STATED PROBLEM: Copy the part of the material below that opens with the line containing "detect the roofing" and runs through the end of the material, keeping every line as it stands.

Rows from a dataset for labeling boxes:
○ ○ ○ ○ ○

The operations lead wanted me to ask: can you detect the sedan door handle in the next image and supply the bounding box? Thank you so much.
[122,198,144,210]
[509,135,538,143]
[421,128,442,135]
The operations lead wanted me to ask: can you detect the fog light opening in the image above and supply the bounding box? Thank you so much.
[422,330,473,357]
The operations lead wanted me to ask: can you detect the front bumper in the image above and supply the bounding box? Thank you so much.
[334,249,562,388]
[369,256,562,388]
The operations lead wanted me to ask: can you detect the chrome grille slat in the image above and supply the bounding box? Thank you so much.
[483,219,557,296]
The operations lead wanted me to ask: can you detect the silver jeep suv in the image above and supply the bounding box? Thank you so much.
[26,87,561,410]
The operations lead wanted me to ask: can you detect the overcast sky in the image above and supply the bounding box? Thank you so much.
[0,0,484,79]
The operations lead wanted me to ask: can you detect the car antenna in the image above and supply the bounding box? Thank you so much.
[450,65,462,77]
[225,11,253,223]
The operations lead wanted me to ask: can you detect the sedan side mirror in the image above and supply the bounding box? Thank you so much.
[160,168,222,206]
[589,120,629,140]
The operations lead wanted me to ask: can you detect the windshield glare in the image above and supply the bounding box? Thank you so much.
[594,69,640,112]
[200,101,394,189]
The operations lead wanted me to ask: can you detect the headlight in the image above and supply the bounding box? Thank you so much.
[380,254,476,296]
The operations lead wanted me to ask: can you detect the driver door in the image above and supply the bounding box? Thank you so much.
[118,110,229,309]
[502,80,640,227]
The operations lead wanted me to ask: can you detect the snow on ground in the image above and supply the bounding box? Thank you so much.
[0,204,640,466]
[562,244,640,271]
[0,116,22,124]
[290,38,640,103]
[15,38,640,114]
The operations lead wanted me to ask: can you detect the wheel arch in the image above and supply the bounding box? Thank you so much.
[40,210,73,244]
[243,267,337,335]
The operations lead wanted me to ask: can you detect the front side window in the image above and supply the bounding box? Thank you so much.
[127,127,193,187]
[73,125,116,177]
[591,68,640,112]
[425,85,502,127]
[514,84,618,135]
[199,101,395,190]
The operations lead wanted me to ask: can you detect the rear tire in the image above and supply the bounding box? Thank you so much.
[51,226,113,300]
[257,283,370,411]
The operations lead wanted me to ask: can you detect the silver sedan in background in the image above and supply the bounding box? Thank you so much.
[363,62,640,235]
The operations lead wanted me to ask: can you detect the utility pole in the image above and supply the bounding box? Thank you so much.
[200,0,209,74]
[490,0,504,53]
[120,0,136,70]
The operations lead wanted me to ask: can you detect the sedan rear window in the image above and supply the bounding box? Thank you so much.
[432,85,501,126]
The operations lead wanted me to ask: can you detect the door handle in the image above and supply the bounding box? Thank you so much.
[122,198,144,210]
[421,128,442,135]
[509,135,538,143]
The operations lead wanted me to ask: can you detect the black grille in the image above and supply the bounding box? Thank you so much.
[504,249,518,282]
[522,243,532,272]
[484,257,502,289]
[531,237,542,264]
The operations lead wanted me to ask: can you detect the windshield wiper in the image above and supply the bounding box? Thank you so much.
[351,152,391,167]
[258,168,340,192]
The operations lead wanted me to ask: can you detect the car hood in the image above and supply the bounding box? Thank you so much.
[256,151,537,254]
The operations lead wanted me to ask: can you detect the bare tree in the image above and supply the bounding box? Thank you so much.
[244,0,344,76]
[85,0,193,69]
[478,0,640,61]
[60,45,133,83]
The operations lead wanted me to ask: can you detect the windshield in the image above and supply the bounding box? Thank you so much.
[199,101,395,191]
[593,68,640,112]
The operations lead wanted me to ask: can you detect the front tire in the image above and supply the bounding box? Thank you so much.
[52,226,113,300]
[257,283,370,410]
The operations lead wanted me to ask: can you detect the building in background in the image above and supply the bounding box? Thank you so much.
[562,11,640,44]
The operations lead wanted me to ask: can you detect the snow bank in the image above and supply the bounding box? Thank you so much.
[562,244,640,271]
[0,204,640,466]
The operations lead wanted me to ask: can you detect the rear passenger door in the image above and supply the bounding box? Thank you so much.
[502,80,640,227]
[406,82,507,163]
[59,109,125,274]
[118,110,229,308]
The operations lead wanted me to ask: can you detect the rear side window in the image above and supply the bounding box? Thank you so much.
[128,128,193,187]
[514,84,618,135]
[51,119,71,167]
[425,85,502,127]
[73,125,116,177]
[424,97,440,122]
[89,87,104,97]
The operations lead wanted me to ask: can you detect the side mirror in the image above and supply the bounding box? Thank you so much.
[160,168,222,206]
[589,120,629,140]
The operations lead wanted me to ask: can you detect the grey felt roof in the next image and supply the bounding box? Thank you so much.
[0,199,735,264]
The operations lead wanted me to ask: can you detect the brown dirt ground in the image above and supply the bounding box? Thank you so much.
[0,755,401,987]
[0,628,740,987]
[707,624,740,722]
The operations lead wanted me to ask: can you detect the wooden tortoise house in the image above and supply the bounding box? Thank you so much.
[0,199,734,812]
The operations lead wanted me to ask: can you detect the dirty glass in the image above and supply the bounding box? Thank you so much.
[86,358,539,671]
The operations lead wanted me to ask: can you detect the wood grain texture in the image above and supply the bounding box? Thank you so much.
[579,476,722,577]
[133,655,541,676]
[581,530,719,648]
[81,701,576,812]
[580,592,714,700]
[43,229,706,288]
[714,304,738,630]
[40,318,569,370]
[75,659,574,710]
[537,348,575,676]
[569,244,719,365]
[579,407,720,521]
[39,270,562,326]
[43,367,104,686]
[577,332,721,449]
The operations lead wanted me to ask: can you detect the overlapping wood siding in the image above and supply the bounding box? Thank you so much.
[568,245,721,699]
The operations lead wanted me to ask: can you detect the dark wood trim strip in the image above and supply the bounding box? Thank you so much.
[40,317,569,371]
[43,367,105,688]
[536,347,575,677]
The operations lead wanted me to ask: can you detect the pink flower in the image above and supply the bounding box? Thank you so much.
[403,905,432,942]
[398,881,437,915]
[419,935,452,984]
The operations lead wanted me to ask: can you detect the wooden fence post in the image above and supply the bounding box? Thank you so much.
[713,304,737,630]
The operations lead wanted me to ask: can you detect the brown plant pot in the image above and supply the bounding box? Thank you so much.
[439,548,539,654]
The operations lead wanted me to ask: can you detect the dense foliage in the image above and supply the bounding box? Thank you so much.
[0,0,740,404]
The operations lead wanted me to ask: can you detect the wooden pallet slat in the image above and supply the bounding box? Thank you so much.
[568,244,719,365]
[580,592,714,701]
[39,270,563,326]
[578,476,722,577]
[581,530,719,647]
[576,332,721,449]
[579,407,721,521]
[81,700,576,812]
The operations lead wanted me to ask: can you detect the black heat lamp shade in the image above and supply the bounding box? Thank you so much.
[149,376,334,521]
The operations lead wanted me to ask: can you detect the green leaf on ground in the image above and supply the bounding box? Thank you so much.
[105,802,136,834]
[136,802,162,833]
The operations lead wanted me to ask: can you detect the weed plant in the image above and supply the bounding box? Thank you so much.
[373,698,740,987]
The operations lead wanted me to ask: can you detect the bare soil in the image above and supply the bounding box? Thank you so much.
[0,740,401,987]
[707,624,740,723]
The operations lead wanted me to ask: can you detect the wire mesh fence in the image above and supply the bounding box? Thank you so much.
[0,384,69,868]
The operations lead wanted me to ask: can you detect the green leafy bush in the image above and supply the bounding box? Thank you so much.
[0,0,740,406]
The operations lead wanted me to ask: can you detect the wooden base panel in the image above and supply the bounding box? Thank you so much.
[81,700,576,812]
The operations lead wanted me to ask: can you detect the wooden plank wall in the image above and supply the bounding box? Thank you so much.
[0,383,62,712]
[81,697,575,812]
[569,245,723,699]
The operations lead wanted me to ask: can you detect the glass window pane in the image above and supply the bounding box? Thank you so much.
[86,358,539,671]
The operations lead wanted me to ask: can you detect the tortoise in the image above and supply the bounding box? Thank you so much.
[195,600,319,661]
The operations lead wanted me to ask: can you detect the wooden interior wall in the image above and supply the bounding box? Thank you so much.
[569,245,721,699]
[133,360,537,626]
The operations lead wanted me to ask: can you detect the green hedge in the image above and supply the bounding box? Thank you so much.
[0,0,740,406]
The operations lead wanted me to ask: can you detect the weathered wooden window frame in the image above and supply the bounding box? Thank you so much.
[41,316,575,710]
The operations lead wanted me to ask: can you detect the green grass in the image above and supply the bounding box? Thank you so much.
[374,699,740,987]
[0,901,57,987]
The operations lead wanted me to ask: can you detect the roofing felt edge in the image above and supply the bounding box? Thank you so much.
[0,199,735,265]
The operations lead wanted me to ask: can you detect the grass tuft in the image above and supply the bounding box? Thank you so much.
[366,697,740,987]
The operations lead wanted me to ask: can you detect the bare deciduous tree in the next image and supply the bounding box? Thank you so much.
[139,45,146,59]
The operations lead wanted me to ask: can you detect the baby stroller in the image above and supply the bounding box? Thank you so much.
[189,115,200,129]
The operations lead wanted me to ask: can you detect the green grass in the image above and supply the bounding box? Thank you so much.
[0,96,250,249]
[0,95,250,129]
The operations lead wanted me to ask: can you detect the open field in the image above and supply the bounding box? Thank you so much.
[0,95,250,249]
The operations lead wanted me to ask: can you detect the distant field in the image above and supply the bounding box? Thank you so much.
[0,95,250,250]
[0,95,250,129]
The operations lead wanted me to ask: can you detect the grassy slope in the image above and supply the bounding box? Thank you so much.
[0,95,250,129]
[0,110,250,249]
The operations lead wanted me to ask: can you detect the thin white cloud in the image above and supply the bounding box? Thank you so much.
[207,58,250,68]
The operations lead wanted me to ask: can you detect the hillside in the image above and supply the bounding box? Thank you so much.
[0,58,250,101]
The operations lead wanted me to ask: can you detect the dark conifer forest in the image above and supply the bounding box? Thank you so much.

○ ○ ○ ○ ○

ANSWER TO THIS EXERCISE:
The operations lead wanted me to ask: can you detect the roofing felt edge in the image above and supply the bounding box? Thank you so much.
[0,199,735,265]
The operations lead wanted me to ask: can you detect the grass tuft in the image above and supply the bounding box? Thank you so much.
[366,697,740,987]
The operations lead wanted me to ask: can you detect the bare deciduous tree in the next image and supply the bounding box? Thank you so much.
[139,45,146,59]
The operations lead wanted me to ask: can you detect the baby stroller in the image above and supply the bounding box? Thank you so much.
[189,115,200,129]
The operations lead wanted me to ask: can you detect the green grass in the image above and supply the bounding box? Thank you so much.
[0,96,250,249]
[0,95,250,129]
The operations lead wanted me to ask: can you detect the open field in the image above and supply the bounding box? Thank you so much.
[0,95,250,249]
The operations lead wanted me to ask: can you detect the distant field in the image above and supply the bounding box? Thank you so much.
[0,95,250,250]
[0,95,250,129]
The operations lead wanted me to ask: can you detect the grassy slope in the image above and supply the bounding box? Thank you so much.
[0,95,250,129]
[0,110,250,249]
The operations lead wanted me to ask: can you detect the thin white cloud in the image above and supply the bounding box? Thank you so much.
[207,58,250,68]
The operations lead wanted me to ask: can you detect the hillside in the image above and supply the bounding box? Thank you so much.
[0,58,250,101]
The operations lead wanted me to ask: can you detect the dark conifer forest in the image above and supply the bounding box? Thank you so much.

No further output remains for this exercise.